═════ TEXT TO READ ═════
If we consider a symbol as an OBJECT, we can diagram it using a Unified Modeling Language (UML) notation. Here is a UML Class diagram of the “Symbol” class.

UML Diagram of the "Symbol" Object

UML Diagram of the "Symbol" Object

The figure above depicts how a symbol is constructed from both a set of “signs” and a set of “concepts“. The sign is the arrangement of physical properties and/or objects following an “encoding paradigm” defined by the members of a context. The “concept” is really the meaning which that same set of people (context) has projected onto the symbol. When meaning is projected onto a physical sign, then a symbol is constructed.

Functions Impact Both Structure and Meaning

Symbols within running software are constructed from physical arrangements of electronic components and the electrical and magnetic (and optical) properties of physical matter at various locations (this will be explained in more depth later). The particular arrangement and convention of construction of the sign portion of the symbol defines the syntactic media of the symbol.
═════ EXTRACTED ENTRIES ═════
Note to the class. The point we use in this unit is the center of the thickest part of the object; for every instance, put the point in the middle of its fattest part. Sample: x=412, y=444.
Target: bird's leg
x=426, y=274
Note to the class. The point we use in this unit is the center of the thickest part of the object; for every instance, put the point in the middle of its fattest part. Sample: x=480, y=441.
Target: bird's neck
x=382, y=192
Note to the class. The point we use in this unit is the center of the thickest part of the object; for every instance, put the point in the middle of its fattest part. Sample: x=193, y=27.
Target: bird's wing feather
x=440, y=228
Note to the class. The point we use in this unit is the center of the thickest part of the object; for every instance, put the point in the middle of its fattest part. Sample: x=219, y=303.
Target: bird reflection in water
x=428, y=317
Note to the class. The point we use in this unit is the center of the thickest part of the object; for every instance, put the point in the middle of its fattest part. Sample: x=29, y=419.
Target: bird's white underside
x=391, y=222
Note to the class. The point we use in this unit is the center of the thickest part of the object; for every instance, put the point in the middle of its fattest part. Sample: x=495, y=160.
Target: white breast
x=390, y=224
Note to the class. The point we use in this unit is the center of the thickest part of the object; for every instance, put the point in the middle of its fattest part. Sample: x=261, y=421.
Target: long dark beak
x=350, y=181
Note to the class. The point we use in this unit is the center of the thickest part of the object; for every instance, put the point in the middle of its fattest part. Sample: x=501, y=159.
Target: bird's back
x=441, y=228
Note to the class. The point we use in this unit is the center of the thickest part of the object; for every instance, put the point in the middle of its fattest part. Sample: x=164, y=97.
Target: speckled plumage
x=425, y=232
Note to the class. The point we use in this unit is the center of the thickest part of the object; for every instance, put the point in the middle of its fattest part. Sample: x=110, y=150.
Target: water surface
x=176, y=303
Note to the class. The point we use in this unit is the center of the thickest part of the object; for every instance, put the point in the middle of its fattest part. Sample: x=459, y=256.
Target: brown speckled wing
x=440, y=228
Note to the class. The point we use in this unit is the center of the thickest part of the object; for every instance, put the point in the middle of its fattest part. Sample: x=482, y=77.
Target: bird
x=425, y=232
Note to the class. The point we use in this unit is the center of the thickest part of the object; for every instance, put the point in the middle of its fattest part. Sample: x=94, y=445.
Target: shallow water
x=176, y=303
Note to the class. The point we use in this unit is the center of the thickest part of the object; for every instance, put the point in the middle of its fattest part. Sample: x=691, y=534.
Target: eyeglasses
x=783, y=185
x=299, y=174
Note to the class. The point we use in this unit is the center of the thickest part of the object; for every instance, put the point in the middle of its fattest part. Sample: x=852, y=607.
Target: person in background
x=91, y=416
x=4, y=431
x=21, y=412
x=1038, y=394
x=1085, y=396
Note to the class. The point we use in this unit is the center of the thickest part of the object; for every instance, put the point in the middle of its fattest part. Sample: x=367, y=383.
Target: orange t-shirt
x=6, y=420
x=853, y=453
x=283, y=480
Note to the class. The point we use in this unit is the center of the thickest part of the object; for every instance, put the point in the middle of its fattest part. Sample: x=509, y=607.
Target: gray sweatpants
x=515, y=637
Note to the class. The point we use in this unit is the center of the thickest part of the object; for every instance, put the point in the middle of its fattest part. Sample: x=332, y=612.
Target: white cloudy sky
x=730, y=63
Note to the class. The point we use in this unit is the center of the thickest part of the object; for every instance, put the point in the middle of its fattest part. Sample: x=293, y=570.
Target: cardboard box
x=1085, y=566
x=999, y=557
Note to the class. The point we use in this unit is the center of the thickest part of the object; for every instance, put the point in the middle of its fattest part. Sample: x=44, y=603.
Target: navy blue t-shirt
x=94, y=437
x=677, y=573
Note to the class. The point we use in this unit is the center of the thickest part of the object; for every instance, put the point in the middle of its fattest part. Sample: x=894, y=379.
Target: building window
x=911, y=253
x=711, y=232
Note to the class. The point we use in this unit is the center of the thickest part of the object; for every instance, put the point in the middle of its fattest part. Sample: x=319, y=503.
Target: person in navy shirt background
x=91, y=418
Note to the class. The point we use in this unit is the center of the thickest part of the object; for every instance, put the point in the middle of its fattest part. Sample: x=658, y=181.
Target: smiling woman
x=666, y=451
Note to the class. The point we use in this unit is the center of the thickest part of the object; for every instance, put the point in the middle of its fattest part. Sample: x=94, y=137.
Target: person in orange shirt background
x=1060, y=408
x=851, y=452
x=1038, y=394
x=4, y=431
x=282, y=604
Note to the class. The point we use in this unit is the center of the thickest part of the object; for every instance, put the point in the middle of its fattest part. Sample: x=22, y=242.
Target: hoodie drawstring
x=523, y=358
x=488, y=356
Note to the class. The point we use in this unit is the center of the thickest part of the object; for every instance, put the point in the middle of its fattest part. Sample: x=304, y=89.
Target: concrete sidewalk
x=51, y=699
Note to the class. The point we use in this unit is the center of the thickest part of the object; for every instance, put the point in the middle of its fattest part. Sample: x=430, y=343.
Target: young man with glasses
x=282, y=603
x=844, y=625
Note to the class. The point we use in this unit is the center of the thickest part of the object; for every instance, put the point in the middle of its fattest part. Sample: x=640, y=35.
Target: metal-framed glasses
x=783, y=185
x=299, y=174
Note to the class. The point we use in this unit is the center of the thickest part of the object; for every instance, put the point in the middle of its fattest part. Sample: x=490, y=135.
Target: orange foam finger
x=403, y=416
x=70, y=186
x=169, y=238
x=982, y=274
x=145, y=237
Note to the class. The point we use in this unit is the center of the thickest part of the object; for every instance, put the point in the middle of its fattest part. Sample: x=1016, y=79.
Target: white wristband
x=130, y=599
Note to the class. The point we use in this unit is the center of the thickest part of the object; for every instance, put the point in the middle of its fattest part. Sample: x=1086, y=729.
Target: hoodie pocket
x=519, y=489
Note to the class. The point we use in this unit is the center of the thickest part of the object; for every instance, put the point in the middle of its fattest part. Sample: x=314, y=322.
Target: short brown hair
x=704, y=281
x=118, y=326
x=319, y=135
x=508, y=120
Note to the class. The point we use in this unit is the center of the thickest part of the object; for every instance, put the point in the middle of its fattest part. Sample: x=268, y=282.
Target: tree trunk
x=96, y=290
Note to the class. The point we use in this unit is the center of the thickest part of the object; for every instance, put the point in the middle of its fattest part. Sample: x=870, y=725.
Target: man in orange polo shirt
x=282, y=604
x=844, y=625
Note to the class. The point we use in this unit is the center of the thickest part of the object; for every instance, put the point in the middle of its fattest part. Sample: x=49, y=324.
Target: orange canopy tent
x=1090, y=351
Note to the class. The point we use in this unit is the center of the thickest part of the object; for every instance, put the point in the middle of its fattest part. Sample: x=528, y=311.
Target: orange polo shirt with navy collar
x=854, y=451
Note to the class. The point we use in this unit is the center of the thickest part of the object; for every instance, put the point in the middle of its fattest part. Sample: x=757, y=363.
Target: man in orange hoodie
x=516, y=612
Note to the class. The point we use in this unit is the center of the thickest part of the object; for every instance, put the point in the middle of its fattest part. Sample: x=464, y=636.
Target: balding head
═════
- [PROMPT 1]:
Translate this sentence from the text on symbols into Spanish: "When meaning is projected onto a physical sign, then a symbol is constructed."
- [PROMPT 2]:
Please extract from the text on symbols everything from "The figure above" down to "of the symbol.".
- [PROMPT 3]:
List the properties of physical matter that the text on symbols names.
The rows have no connection to the text on symbols.

- [RIGHT ANSWER 1]:
Cuando se proyecta significado sobre un signo físico, se construye un símbolo.

- [RIGHT ANSWER 2]:
The figure above depicts how a symbol is constructed from both a set of “signs” and a set of “concepts“. The sign is the arrangement of physical properties and/or objects following an “encoding paradigm” defined by the members of a context. The “concept” is really the meaning which that same set of people (context) has projected onto the symbol. When meaning is projected onto a physical sign, then a symbol is constructed.

Functions Impact Both Structure and Meaning

Symbols within running software are constructed from physical arrangements of electronic components and the electrical and magnetic (and optical) properties of physical matter at various locations (this will be explained in more depth later). The particular arrangement and convention of construction of the sign portion of the symbol defines the syntactic media of the symbol.

- [RIGHT ANSWER 3]:
electrical, magnetic, optical